:: Photo-based referring expression data ::
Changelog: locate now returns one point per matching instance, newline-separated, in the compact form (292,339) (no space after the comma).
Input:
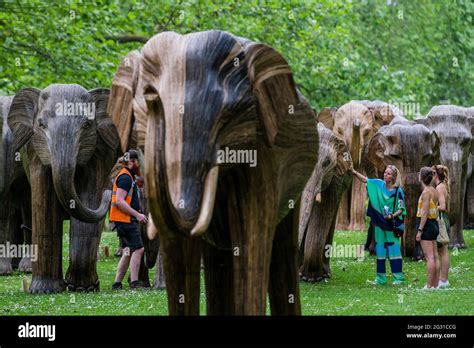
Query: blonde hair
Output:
(443,174)
(398,177)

:: ACTIVITY ::
Every entry must be retyped exactly, with the pictures removed.

:: EXERCISE ANSWER ::
Changelog: locate now returns one point per matching instance, newline-separated, in the compact form (292,339) (no space after the comma).
Input:
Query: blonde hair
Output:
(443,174)
(398,177)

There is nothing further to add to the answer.